--- Problems to work on ---
A – Decide whether each statement agrees with the ECG case text: (i) the patient is a 35-year-old Type 1 diabetic; (ii) the patient reported chest pain; (iii) the repeat ECG was performed when potassium was 5.4 mmol/L. Answer yes or no for each and quote the deciding words from the text.
B – Retype the part of the ECG case text that opens with the words containing "Other causes include" and closes with "K 5.4 mmol/L.".

--- Passage ---
####################

Wednesday, 23 August 2017

ECG of the Week - 21st August 2017 - Interpretation

This ECG is from a 35 yr old male Type 1 diabetic. He presents feeling generally unwell with abdominal pain and dysponea.

Click to enlarge
  • 48 bpm
  • Irregular
  • Nil P waves visible
  • Right axis deviation
  • QRS - Prolonged
  • ST Elevation leads I, aVL, V1-4
  • ST depression leads III, aVF
  • Bizarre broad QRS without typical BBB
  • Prominent T waves leads V3-6
Key abnormalities:

  • Slow atrial fibrillation
  • QRS Prolongation
  • High lateral ST elevation
  • Prominent precordial T waves

The differentials of these ECG findings are relatively broad but the immediate life-threats would be:

  • Acute myocardial infarction
  • Hyperkalaemia +/- acidaemia
  • Drug toxicity

Other causes include myocarditis, cardiomyopathy and hypothermia.

We must always take our ECG differentials to the bedside and consider them within the clinical presentation and scenario. ECG abnormalities in the acutely unwell diabetic should always prompt consideration of hyperkalaemia and acid-base disturbance as the primary cause. We must also be mindful that diabetic emergencies can be precipitated by acute cardiac ischaemia and also cause hypercoagulable states.

This patient had no associated chest pain nor any history of cardiac disease. The patients initial VBG showed diabetic ketoacidosis with severe hyperkalaemia, K 8.7 mmol/L. Following initial treatment of DKA and hyperkalaemia a repeat ECG was performed with K 5.4 mmol/L.

Click to enlarge
We can now see resolution of the QRS prolongation, restoration of sinus rhythm and normalisation of the ST / T wave changes.
References / Further Reading

Life in the Fast Lane

  • Chan TC, Brady WJ, Harrigan RA, Ornato JP, Rosen P. ECG in Emergency Medicine and Acute Care. Elsevier Mosby 2005.

####################

Collected data:

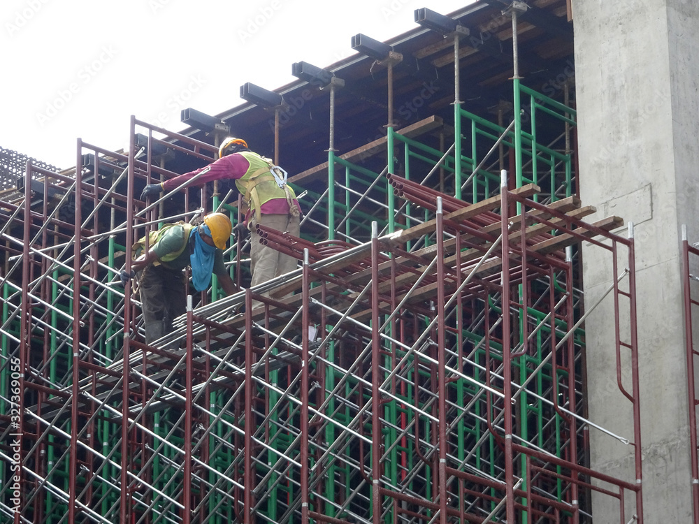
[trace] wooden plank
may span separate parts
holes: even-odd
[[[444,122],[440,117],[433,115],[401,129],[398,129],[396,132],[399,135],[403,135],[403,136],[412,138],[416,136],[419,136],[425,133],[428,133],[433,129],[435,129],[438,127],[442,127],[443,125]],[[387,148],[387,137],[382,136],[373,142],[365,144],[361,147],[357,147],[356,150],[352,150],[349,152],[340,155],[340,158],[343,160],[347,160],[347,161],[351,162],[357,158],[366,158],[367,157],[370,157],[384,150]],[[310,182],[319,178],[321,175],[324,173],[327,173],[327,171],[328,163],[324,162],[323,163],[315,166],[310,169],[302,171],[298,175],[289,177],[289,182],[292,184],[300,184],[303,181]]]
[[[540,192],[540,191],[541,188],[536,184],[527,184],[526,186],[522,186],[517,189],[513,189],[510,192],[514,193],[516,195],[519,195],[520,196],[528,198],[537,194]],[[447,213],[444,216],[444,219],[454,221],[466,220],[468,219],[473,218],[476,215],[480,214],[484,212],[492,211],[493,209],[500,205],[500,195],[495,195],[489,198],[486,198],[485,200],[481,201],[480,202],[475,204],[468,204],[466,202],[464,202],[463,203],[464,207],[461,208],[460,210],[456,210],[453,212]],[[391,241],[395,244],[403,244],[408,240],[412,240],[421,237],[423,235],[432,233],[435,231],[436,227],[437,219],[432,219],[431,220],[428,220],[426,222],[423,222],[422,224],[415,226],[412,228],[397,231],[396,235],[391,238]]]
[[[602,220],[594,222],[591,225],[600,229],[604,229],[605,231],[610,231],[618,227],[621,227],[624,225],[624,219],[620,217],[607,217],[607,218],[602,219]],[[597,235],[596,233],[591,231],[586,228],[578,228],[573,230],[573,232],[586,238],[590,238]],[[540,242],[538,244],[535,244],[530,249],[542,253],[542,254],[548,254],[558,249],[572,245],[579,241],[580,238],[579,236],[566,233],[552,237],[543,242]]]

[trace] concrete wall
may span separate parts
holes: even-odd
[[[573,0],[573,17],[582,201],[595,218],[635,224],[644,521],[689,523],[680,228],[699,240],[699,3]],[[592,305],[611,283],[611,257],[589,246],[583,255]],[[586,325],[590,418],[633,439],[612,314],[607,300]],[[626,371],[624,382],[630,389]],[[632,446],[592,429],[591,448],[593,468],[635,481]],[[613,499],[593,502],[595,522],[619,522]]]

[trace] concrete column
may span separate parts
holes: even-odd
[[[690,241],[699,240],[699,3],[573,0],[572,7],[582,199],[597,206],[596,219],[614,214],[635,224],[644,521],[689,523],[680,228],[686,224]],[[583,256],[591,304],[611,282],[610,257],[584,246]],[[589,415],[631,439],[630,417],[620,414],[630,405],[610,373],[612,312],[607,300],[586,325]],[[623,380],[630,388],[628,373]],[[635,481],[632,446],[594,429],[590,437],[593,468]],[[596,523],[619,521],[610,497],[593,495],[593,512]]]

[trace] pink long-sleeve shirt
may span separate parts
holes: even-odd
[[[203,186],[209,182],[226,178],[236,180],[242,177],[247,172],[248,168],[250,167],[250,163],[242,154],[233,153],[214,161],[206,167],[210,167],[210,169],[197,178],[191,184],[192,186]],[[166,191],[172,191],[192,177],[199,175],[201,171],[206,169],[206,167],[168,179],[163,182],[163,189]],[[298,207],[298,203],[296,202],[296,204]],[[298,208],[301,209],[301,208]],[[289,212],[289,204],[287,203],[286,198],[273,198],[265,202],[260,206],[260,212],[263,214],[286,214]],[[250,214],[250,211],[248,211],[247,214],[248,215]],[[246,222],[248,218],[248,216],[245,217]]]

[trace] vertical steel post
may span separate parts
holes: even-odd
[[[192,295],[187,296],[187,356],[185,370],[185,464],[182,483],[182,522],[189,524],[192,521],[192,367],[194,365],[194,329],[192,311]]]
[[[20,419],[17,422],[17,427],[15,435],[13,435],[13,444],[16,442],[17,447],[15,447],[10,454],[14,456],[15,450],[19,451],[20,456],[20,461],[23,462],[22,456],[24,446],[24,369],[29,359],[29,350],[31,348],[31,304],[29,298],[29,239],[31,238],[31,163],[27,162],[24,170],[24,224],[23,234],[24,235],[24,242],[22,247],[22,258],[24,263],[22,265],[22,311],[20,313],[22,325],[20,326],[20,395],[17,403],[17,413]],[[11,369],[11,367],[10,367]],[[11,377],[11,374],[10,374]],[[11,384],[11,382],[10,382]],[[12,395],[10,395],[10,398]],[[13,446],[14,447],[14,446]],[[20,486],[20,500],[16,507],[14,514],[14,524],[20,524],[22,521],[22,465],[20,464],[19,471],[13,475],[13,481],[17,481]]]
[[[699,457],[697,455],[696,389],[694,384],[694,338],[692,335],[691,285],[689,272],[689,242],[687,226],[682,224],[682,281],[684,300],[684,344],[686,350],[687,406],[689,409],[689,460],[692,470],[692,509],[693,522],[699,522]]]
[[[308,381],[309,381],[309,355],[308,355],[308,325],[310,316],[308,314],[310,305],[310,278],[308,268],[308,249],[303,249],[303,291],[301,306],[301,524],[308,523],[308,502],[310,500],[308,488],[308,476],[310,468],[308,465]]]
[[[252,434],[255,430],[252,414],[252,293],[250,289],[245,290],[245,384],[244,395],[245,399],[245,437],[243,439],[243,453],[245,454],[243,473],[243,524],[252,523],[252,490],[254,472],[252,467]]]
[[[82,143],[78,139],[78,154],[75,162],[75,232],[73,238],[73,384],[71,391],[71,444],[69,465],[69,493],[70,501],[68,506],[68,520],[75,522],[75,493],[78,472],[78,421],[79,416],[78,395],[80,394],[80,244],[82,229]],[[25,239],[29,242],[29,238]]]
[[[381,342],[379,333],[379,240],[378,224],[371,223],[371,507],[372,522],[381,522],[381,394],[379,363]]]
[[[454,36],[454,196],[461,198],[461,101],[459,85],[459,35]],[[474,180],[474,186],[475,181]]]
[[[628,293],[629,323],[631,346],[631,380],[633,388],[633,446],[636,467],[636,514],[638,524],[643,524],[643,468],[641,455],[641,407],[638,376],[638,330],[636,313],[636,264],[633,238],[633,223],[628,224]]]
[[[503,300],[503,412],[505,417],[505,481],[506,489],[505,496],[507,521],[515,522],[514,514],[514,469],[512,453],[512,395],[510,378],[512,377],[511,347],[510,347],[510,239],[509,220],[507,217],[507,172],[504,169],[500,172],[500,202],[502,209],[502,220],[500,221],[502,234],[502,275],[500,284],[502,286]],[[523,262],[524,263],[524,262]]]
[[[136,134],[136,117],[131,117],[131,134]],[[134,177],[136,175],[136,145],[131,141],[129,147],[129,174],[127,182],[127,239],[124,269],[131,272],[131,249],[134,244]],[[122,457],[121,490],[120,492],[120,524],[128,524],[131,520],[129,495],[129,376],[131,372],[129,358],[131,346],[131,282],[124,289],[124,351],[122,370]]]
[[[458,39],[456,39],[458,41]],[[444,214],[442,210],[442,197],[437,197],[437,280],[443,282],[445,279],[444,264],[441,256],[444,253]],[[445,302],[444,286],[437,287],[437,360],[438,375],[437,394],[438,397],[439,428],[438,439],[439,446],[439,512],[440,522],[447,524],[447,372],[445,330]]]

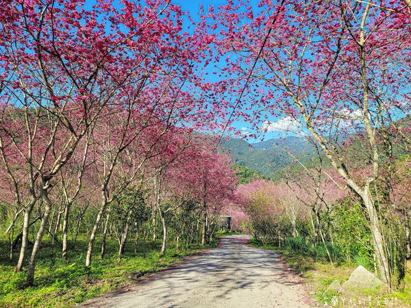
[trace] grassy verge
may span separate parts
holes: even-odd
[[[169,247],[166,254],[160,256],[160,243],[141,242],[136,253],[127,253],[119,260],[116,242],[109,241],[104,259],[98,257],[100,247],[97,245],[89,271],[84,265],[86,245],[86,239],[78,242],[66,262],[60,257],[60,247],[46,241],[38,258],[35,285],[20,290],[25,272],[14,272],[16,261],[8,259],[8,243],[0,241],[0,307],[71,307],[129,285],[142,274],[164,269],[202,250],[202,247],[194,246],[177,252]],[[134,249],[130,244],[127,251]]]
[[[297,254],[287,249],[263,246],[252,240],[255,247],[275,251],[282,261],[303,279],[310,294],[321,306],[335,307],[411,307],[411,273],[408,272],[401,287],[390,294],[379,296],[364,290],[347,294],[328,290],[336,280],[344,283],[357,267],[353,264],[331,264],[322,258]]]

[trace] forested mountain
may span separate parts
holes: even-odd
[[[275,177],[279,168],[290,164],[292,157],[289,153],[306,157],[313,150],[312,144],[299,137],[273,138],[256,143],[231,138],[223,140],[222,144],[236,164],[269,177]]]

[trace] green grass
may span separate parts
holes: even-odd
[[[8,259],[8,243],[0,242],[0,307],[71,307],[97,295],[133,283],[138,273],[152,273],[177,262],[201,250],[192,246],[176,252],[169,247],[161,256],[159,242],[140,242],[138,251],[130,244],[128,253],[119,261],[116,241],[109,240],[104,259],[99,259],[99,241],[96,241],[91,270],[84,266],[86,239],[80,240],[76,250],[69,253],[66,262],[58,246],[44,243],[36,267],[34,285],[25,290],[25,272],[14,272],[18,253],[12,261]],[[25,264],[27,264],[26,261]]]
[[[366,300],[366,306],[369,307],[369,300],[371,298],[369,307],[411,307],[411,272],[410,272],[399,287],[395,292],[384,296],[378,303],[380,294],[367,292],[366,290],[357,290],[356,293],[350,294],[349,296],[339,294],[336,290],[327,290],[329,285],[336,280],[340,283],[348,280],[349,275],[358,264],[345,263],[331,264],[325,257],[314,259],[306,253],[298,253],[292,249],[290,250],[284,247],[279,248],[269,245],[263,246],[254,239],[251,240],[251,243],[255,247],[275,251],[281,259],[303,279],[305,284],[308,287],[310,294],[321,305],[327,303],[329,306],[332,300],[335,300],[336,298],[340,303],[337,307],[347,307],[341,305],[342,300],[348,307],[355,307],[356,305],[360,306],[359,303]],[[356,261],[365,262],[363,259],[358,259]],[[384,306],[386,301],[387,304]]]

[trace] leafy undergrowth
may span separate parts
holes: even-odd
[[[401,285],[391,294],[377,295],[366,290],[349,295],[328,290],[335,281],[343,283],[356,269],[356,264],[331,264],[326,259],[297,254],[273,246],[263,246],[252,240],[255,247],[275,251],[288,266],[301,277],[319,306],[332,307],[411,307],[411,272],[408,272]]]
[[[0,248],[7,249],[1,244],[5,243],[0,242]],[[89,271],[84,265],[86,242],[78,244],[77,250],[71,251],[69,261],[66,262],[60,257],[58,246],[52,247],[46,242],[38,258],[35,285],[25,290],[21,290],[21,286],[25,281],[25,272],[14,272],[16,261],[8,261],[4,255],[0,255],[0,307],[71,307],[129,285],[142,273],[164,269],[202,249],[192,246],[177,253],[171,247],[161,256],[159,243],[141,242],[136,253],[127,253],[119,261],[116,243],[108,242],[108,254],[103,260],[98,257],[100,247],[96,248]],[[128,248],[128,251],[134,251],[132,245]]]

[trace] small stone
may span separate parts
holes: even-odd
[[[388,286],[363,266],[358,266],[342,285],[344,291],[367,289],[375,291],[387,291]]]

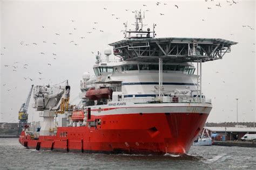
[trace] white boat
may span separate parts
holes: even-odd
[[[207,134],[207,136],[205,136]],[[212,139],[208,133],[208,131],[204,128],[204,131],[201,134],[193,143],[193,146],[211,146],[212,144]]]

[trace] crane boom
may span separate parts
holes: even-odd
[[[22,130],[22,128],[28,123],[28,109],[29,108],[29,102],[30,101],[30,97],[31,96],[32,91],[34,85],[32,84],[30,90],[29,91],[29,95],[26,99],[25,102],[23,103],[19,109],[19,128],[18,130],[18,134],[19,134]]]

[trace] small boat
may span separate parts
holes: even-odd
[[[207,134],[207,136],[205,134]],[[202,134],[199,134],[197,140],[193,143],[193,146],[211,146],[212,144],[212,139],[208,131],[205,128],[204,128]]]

####################

--- Task-by-task results ---
A –
(i) Yes: "This ECG is from a 35 yr old male Type 1 diabetic."
(ii) No: "This patient had no associated chest pain nor any history of cardiac disease."
(iii) Yes: "a repeat ECG was performed with K 5.4 mmol/L."

B –
Other causes include myocarditis, cardiomyopathy and hypothermia.

We must always take our ECG differentials to the bedside and consider them within the clinical presentation and scenario. ECG abnormalities in the acutely unwell diabetic should always prompt consideration of hyperkalaemia and acid-base disturbance as the primary cause. We must also be mindful that diabetic emergencies can be precipitated by acute cardiac ischaemia and also cause hypercoagulable states.

This patient had no associated chest pain nor any history of cardiac disease. The patients initial VBG showed diabetic ketoacidosis with severe hyperkalaemia, K 8.7 mmol/L. Following initial treatment of DKA and hyperkalaemia a repeat ECG was performed with K 5.4 mmol/L.